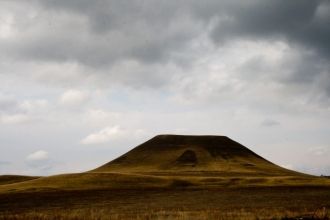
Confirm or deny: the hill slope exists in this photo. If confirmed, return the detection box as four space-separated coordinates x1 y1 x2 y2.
0 135 330 193
92 135 301 176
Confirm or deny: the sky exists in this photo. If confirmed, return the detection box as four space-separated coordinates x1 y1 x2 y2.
0 0 330 175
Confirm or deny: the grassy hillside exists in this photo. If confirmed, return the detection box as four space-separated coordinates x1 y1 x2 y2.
0 135 330 220
0 175 39 185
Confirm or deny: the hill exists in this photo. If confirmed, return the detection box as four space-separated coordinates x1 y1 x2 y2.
0 135 330 220
0 175 39 185
92 135 302 176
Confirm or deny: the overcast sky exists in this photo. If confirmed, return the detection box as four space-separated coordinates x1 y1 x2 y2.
0 0 330 175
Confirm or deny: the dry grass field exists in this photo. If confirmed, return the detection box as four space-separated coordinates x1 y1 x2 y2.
0 135 330 219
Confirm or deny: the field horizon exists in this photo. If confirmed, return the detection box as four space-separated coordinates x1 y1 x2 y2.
0 135 330 219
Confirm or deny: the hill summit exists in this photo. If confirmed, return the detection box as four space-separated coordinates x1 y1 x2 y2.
92 135 298 176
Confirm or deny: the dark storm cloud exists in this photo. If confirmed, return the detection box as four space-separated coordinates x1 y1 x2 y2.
0 0 330 95
0 161 11 166
29 0 330 62
212 0 330 56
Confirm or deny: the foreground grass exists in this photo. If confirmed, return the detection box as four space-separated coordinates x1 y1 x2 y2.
0 207 330 220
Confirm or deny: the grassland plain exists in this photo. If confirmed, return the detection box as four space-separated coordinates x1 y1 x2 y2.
0 135 330 219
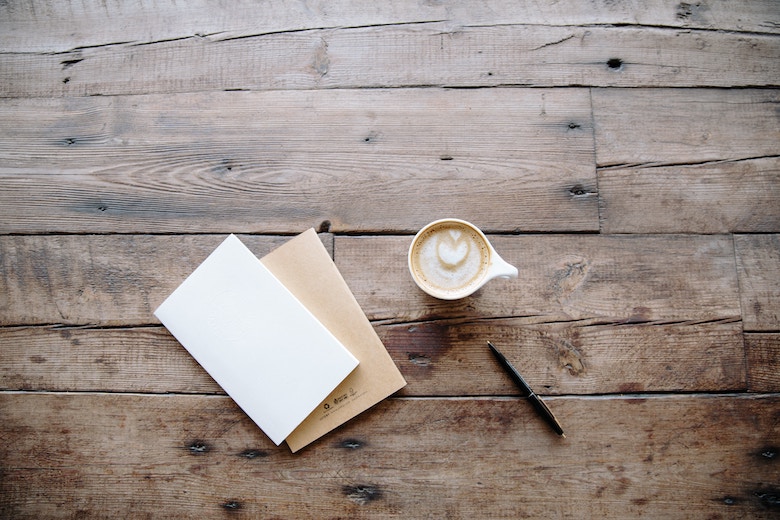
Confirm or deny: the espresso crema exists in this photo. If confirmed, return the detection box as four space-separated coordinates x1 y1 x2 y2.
411 222 490 295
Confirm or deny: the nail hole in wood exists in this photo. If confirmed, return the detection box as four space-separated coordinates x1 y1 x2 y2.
607 58 623 72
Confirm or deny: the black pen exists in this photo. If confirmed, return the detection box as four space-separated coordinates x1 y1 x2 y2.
488 341 566 437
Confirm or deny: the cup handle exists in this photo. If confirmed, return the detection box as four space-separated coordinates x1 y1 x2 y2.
487 250 517 279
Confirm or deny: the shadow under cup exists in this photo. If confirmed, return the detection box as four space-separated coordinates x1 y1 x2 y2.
409 219 491 300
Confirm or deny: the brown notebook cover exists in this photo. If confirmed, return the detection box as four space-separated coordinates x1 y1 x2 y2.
260 229 406 452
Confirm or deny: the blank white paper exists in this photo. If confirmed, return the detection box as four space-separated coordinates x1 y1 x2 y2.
154 235 358 445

**Given instruction**
Rewrite all of the data above, replacing "detection box" with "bounding box" and keeping everything else the same. Leave the pictures out.

**The response**
Confirm or deny: the hill slope exists in this photo. If confirmed, return the bounding box as four space-separated coordinates x1 y1 x2 y2.
0 135 330 193
92 135 301 176
Confirm or deny: the sky exists in this photo. If confirmed, return the bounding box as four space-separated coordinates x1 y1 x2 y2.
0 0 330 175
Confirm or deny: the grassy hillside exists in this photo. If confirmed, return the bounding box as four space-separated coordinates x1 y1 x2 y2.
0 135 330 220
0 175 39 185
Confirm or deny: the hill exists in this photo. If confirmed, return the bounding box as four space-separated coordinates x1 y1 x2 y2.
0 135 330 220
0 175 39 185
92 135 302 176
Confirm or deny: the overcast sky exists in this photo. If confirmed, return the bounding box as four space-separated coordinates x1 y1 x2 y2.
0 0 330 175
Confirm or deny: the dry grass field exists in this photo. If confirmed, return the bounding box as four space-separated coordinates x1 y1 x2 y2.
0 135 330 219
Confirm or deny: the field horizon exists in this photo. If confirmed, return the bounding box as four space-separated coordinates x1 y1 x2 y2.
0 135 330 219
Confirm or deny: the hill summit exists in this photo. If confirmed, return the bounding box as four space-separated coordinates x1 y1 x2 y2.
92 135 298 176
Confirm or deny: the dark storm cloud exists in this photo. If confirmed, return the bounding box as four space-separated coordinates x1 y1 x2 y2.
0 0 330 95
0 161 11 166
29 0 330 62
212 0 330 56
Confirm or deny: the foreground grass exists in this photo. If confirmed, return the bounding box as four space-separated coordinates x1 y1 x2 y2.
0 207 330 220
Confirm or deny: the grassland plain exists in this photo. If confirmed, return the bounding box as four space-separated coordinates x1 y1 x2 y2.
0 135 330 219
Confirm or deny: the espresso crema exists in this photo. If confirmed, return the bounding box as four space-separated coordinates x1 y1 x2 y2.
411 222 490 295
Confirm or deny: the nail hole in wood exists in this photo. If confirmed, return the bounding box as four space-separated coordinates x1 y1 x2 y2.
607 58 623 72
Confirm or deny: the black pen exists in this photo. If confirmed, return the bounding box as four space-separated coordinates x1 y1 x2 y2.
488 341 566 437
Confirm or deny: the cup handle exists in this photo. If confirmed, return the bounding box as four space-separated coordinates x1 y1 x2 y2.
487 250 517 279
Confirm or deny: the shadow under cup exists in this photo. If confirmed, return the bounding box as four space-separated coordinates x1 y1 x2 y2.
409 219 491 300
Confirm or deny: the brown notebook cover exists in this photo. If confirmed, return the bounding box as four space-separated coordinates x1 y1 x2 y2.
260 229 406 452
Confirm or deny: the blank white paper exists in this photo. If confirmed, return the bounding box as four space-separated coordinates x1 y1 x2 y2.
154 235 358 445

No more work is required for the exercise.